DATA:
___
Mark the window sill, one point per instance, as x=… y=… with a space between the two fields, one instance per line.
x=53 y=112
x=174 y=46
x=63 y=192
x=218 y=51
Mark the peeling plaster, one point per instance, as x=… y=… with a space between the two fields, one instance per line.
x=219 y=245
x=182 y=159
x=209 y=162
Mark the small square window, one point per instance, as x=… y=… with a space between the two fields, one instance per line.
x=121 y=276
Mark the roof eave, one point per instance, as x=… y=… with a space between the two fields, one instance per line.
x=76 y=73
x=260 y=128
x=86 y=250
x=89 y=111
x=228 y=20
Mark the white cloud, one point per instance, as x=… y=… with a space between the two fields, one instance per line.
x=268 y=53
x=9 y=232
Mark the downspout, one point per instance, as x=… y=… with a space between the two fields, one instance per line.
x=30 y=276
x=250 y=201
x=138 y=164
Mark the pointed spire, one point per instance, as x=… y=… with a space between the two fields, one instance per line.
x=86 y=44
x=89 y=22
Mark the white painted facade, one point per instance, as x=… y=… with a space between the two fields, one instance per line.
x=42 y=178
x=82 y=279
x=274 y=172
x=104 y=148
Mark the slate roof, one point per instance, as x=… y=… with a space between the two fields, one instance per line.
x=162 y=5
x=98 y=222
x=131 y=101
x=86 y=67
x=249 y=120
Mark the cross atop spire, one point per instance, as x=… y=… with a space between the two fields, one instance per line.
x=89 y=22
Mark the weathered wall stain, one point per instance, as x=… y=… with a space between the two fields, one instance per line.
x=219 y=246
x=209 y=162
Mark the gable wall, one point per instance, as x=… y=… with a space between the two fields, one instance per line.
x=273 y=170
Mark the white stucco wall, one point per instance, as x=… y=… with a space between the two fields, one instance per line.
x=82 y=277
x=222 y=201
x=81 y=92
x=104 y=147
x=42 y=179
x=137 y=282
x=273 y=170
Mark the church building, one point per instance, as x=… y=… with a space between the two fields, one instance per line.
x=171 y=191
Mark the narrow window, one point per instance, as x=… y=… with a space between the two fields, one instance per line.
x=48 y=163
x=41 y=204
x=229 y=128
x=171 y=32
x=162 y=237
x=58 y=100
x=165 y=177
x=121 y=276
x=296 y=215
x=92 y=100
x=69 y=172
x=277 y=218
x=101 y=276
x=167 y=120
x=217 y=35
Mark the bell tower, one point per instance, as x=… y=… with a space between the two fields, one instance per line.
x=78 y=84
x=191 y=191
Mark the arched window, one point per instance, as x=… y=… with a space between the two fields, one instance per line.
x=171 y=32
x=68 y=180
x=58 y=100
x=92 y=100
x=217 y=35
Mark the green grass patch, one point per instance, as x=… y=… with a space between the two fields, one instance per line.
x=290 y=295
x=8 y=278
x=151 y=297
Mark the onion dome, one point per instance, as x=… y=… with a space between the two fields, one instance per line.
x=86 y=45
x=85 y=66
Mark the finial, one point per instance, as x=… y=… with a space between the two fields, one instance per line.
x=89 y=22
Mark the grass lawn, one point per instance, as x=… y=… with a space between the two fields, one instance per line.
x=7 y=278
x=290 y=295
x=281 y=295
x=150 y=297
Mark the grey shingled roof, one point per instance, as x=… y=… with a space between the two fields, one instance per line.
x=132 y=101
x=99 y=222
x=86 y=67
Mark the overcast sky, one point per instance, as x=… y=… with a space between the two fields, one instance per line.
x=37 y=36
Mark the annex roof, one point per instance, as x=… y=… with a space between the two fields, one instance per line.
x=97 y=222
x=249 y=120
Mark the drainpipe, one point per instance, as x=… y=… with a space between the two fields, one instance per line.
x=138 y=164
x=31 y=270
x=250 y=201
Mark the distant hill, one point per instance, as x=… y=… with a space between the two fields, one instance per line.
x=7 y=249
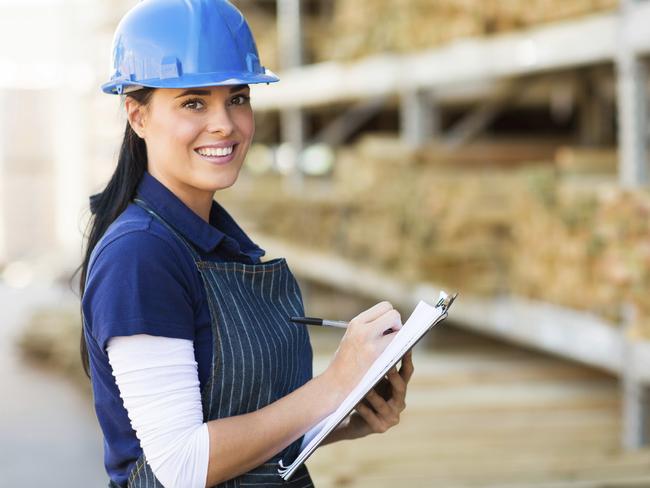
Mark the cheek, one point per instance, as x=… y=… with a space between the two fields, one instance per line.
x=246 y=124
x=175 y=134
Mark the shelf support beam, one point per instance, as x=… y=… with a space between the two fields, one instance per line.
x=418 y=117
x=632 y=105
x=290 y=41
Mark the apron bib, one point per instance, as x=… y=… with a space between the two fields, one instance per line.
x=258 y=355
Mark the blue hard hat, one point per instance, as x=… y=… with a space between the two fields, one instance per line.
x=184 y=43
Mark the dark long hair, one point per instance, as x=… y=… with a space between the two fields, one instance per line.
x=106 y=206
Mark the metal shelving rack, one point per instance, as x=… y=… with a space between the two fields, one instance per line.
x=621 y=39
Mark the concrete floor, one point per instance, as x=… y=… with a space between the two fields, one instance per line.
x=49 y=435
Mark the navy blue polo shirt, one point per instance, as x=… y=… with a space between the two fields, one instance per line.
x=142 y=280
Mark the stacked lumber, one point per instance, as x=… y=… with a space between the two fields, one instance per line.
x=366 y=27
x=559 y=231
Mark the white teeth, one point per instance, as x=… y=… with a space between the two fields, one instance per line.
x=221 y=151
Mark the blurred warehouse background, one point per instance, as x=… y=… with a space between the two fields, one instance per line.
x=493 y=147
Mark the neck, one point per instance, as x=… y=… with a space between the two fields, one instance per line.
x=200 y=202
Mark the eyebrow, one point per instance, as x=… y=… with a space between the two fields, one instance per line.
x=208 y=92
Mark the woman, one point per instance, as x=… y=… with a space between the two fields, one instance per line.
x=198 y=377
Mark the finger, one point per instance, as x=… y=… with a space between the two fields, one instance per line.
x=370 y=418
x=407 y=368
x=398 y=385
x=379 y=404
x=373 y=312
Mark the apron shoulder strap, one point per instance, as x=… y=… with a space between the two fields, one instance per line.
x=190 y=248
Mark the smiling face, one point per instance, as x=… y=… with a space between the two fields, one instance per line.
x=196 y=138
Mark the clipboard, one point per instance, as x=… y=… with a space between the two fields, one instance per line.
x=423 y=318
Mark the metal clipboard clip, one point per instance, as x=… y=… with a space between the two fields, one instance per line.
x=445 y=301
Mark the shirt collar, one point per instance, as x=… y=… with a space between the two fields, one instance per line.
x=222 y=229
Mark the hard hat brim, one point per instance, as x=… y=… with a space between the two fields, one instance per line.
x=116 y=87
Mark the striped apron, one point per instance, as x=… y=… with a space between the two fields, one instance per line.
x=258 y=355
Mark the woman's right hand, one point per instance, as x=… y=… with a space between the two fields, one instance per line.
x=362 y=343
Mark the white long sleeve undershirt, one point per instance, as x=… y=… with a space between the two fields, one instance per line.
x=158 y=381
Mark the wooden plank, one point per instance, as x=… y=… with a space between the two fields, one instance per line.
x=576 y=335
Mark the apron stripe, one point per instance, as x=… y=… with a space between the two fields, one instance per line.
x=258 y=355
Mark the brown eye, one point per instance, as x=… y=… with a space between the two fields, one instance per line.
x=193 y=104
x=240 y=100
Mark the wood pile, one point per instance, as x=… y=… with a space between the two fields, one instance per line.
x=559 y=231
x=365 y=27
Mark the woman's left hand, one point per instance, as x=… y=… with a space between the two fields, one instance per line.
x=384 y=414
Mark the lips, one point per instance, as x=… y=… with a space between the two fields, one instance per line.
x=217 y=153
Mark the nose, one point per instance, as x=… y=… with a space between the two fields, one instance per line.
x=220 y=121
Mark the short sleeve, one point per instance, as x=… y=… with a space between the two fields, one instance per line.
x=138 y=284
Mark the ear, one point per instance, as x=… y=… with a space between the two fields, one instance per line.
x=136 y=114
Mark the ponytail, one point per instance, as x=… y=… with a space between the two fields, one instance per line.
x=106 y=206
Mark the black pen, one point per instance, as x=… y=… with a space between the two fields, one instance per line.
x=316 y=321
x=327 y=323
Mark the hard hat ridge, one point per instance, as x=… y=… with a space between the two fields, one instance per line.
x=184 y=43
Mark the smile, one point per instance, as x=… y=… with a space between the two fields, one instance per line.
x=218 y=151
x=217 y=155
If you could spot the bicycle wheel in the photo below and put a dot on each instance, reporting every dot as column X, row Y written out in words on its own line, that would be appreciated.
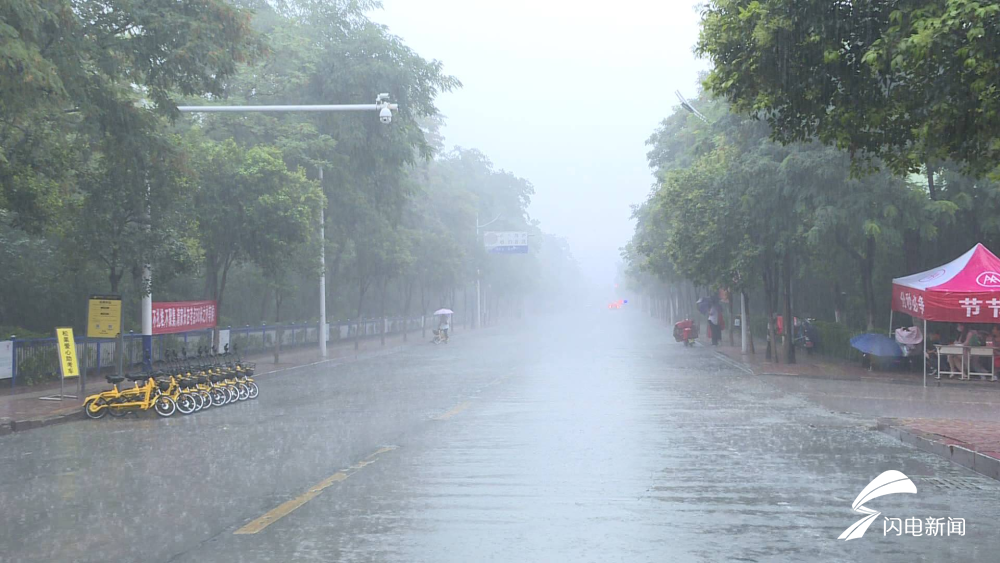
___
WORK TO BE COMPLETED: Copy exactly the lines from the line that holds "Mark the nose, one" to the end of the listing, both included. Leave the pictures out.

SOLVED EXERCISE:
Mark the nose, one point per instance, as x=… y=… with a space between the two fields, one instance per line.
x=220 y=121
Mark the short sleeve, one point per instance, as x=… y=… with a space between the two fields, one instance per line.
x=138 y=284
Mark the ear, one point per instance, as x=… y=… with a space between the two fields, one instance per line.
x=136 y=114
Mark the ponytail, one point per instance, as x=… y=… with a space between the two fields, one instance per line.
x=106 y=206
Mark the black pen, one point per instance, as x=… y=… with a space between the two fields, one instance per line.
x=316 y=321
x=327 y=323
Mark the hard hat ridge, one point per instance, as x=… y=… with a space between the two fields, one instance per line.
x=184 y=43
Mark the smile, one point per instance, as x=… y=… with a space between the two fields, one instance per line.
x=218 y=151
x=217 y=155
If you could spot the bicycle wheel in the photo below and put a dot on each instance, reporting every dot as column X, row Y written out in words on its own line, that would be appreciated.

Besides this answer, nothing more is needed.